Exercise instructions
Rewrite the rows from the line with "Report the location of each instance of the drawer" to the line with "x=63, y=304", changing "single pin" to "single point" and leaving everything else the same.

Supplied entries
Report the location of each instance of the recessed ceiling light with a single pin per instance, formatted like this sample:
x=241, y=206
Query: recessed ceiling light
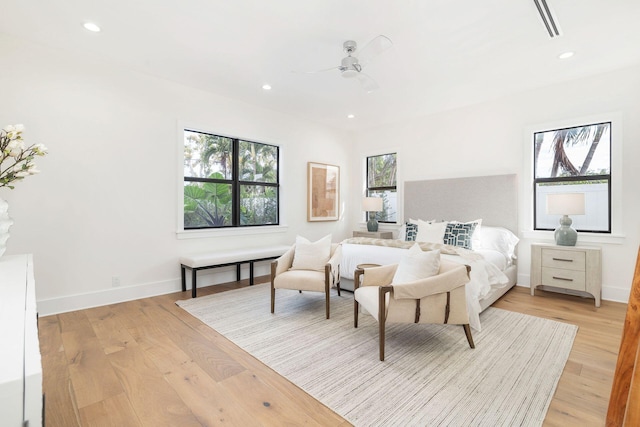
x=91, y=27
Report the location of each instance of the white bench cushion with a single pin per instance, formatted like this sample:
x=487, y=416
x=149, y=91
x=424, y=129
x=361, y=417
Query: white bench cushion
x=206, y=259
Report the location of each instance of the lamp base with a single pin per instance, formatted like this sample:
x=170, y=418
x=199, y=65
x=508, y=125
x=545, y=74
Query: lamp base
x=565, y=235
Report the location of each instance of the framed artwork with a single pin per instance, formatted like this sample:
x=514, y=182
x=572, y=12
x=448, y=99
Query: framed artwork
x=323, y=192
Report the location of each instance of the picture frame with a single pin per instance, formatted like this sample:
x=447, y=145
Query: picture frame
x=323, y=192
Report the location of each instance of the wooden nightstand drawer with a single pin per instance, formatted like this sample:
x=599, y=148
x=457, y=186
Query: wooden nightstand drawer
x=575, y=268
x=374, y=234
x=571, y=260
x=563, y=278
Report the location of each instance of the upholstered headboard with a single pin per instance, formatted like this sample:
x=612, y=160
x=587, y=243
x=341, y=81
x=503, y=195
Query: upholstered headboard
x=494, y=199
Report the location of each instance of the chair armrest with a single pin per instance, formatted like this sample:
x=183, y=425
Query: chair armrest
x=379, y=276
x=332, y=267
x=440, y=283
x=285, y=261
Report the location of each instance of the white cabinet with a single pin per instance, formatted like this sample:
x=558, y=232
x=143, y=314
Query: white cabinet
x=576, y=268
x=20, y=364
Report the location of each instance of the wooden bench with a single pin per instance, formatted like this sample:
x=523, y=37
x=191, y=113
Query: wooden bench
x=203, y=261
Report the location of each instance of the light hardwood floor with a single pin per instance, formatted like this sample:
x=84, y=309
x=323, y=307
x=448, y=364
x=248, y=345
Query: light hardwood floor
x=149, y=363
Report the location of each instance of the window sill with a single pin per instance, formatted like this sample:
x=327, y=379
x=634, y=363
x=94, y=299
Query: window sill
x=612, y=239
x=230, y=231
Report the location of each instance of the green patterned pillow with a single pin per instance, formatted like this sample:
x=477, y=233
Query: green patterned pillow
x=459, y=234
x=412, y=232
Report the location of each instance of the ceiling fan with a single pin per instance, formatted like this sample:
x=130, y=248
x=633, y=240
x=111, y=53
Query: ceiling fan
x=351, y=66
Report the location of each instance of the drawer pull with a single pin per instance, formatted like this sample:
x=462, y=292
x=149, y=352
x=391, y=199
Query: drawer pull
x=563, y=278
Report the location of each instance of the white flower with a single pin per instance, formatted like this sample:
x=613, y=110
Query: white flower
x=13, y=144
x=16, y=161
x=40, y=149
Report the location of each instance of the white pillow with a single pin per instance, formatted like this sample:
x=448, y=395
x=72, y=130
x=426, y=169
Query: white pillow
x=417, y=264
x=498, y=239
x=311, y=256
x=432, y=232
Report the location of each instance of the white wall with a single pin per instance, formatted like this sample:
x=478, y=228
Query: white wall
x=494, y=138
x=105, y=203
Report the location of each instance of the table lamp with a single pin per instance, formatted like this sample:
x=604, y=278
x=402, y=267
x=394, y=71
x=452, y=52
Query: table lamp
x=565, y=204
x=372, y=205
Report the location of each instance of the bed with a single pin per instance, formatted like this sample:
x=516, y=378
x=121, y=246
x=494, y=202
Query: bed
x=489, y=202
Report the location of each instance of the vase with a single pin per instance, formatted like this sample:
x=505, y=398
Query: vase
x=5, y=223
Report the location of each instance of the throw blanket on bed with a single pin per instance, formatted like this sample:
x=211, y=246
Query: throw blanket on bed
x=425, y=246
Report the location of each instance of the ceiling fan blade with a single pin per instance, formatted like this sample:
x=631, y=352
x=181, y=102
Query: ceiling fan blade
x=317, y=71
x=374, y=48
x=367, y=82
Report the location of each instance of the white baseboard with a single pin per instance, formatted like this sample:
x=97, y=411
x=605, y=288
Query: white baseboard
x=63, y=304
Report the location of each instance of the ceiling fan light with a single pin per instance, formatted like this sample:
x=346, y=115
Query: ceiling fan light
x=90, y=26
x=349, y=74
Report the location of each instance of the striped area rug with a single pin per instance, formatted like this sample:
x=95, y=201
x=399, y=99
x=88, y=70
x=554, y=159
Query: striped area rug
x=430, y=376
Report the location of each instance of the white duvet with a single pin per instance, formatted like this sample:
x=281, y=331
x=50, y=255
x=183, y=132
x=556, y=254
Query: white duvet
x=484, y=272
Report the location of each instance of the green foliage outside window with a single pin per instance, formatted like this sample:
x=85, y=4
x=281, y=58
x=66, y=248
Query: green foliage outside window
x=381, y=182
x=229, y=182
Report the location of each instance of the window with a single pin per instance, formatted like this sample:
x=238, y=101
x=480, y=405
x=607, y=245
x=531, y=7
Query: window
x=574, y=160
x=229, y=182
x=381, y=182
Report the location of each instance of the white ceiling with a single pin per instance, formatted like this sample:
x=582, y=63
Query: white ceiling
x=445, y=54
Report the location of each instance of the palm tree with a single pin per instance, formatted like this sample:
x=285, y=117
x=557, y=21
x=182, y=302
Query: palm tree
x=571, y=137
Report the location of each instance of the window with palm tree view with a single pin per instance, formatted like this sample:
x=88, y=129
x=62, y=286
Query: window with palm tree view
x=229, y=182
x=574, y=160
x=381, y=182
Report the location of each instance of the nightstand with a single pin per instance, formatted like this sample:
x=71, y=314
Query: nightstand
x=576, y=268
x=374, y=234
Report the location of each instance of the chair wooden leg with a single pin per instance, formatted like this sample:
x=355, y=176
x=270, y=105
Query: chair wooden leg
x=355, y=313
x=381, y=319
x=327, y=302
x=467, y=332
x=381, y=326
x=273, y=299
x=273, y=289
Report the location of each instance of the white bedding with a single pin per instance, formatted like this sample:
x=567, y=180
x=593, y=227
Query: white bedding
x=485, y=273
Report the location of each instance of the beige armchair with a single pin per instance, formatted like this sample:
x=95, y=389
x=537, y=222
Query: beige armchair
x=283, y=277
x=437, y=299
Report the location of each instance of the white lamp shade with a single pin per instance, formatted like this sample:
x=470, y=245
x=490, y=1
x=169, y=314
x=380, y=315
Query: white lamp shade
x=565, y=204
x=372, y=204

* * *

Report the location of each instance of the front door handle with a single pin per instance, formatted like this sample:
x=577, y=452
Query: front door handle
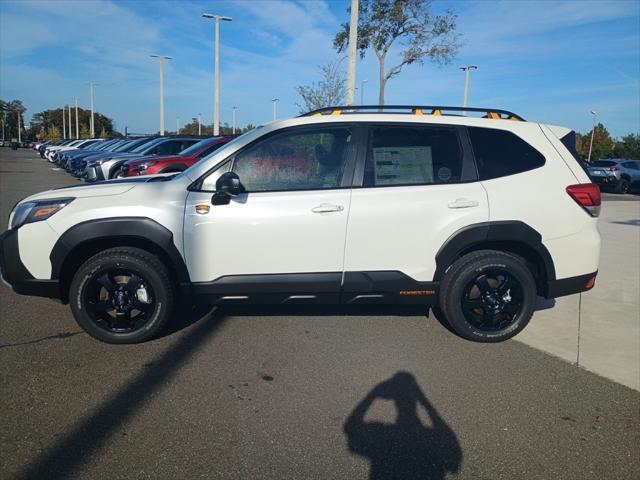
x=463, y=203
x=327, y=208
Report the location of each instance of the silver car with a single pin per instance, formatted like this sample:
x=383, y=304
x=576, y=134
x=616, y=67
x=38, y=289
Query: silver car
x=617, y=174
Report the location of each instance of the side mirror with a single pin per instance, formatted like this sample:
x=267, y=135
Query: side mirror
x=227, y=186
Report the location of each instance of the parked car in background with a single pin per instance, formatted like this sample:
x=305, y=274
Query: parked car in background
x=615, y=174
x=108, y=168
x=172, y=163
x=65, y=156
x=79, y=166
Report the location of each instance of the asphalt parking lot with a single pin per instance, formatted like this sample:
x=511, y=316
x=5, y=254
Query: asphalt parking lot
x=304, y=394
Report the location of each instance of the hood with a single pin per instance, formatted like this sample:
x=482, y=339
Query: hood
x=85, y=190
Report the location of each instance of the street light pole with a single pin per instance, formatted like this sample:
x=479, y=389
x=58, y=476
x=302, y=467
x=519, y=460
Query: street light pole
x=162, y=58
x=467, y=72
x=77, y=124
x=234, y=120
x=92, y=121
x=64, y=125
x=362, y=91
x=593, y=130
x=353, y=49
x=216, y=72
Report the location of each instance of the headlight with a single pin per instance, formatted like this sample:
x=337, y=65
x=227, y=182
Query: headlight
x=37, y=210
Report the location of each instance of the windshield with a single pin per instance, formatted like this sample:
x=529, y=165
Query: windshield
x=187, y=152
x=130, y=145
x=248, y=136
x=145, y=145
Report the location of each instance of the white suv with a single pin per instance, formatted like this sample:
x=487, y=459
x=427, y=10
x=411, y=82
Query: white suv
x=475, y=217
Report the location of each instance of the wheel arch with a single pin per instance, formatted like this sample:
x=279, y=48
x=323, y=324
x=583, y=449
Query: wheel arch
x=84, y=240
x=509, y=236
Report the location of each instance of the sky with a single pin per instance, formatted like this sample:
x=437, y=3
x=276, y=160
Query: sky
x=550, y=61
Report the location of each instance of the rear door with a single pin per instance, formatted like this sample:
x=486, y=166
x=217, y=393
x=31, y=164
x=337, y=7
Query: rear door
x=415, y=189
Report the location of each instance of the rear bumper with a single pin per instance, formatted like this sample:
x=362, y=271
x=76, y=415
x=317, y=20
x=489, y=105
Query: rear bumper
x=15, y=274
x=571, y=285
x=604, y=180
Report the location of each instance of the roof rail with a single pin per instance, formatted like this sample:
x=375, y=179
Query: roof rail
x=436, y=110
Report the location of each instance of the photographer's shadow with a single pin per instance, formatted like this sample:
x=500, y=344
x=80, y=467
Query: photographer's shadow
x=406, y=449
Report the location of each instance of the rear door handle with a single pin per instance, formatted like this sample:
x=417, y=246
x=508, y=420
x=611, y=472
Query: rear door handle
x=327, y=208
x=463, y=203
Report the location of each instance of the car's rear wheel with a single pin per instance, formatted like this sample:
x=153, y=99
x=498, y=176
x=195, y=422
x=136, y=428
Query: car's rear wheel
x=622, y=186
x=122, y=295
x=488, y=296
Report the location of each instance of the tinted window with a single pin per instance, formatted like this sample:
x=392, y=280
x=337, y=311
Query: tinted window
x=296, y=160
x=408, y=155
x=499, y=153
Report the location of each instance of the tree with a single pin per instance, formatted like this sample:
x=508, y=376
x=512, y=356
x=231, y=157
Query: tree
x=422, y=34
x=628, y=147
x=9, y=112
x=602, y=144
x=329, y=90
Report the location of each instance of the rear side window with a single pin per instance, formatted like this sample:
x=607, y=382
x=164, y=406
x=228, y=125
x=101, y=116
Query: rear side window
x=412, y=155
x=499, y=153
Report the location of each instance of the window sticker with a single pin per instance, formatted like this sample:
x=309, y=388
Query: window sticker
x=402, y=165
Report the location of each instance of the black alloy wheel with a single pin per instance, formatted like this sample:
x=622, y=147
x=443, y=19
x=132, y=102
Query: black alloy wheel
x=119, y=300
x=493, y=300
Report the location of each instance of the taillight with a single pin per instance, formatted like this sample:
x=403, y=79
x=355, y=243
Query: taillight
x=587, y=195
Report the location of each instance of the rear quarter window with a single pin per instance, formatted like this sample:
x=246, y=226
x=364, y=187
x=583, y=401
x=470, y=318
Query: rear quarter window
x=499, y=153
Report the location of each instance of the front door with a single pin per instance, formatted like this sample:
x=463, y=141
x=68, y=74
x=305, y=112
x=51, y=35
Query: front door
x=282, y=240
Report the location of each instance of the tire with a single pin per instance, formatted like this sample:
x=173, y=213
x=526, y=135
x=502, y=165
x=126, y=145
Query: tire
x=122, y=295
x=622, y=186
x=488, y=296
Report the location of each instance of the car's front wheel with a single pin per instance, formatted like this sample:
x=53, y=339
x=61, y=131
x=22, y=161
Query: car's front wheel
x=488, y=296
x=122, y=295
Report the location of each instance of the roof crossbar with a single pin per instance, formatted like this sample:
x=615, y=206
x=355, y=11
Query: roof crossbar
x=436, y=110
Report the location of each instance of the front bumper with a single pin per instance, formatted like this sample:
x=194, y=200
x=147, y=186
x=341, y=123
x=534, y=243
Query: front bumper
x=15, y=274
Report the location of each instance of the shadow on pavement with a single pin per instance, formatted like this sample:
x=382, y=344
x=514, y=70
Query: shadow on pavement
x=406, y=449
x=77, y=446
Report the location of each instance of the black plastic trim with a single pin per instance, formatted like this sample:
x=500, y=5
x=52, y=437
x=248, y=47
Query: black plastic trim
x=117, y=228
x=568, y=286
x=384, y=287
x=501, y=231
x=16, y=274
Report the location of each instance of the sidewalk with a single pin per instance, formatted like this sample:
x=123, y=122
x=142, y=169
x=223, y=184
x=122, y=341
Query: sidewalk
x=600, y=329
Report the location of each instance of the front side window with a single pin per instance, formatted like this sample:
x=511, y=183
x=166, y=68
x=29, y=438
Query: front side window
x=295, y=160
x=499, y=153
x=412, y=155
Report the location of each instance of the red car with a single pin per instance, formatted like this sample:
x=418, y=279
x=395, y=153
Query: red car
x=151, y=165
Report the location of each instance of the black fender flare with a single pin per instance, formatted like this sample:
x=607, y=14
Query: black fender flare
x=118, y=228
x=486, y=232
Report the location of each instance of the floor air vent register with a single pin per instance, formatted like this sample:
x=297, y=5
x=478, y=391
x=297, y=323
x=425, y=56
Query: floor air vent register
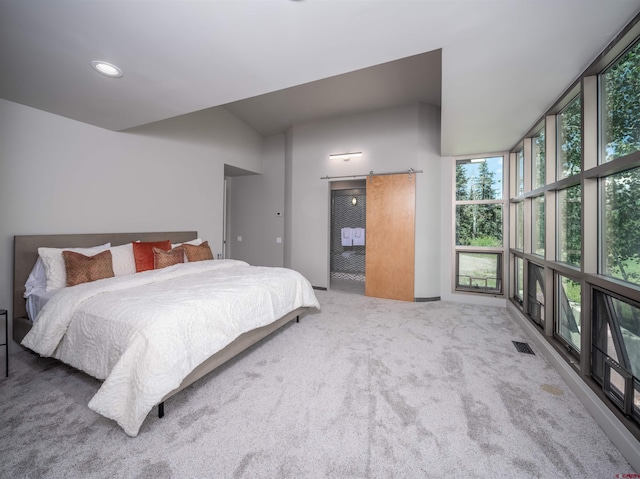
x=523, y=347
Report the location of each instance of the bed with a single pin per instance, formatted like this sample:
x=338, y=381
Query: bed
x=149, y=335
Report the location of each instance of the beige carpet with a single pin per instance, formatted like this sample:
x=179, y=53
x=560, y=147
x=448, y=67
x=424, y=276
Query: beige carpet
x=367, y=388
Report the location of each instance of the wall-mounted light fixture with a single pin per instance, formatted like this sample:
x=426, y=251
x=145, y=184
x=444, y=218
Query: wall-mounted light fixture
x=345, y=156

Worked solution
Report the location of each instance of the drawer pull with a single point per instance, formatted like this sample:
x=462, y=292
x=149, y=352
x=391, y=199
Query: drawer pull
x=563, y=278
Report the location of each instance of the white flower with a single point per instance, formatted like this sample:
x=613, y=110
Query: white flower
x=13, y=144
x=16, y=161
x=40, y=149
Report the location of each instance of the white pillow with a single point per instance, formatted like this sample:
x=448, y=395
x=72, y=130
x=426, y=169
Query: white pillow
x=417, y=264
x=498, y=239
x=311, y=256
x=432, y=232
Report the location of each instance of the white wall with a single point per instance, formatted like this sample:
x=478, y=228
Query: white wall
x=494, y=138
x=105, y=203
Report the location of each instance of the table lamp with a single point per instance, formatted like this sample:
x=604, y=278
x=402, y=267
x=394, y=71
x=452, y=52
Query: table lamp
x=565, y=204
x=372, y=205
Report the location of each instance of the bed with a single point per instance, formatted like this sample:
x=516, y=378
x=121, y=246
x=494, y=202
Query: bed
x=489, y=202
Report the location of each instance of the vase with a single point per instance, formatted like this sample:
x=505, y=398
Query: vase
x=5, y=223
Report the location of each instance of the throw blanket on bed with a single point per instance, formatted like this sample:
x=211, y=246
Query: throw blanket on bed
x=425, y=246
Report the location of each instance of the ceiling fan blade with a single point per instance, formatted like this sample:
x=631, y=352
x=181, y=102
Query: ceiling fan blade
x=317, y=71
x=374, y=48
x=367, y=82
Report the location of each instance of the white baseboard with a single point per instance, formatted like this sample:
x=97, y=411
x=605, y=288
Query: white baseboard
x=63, y=304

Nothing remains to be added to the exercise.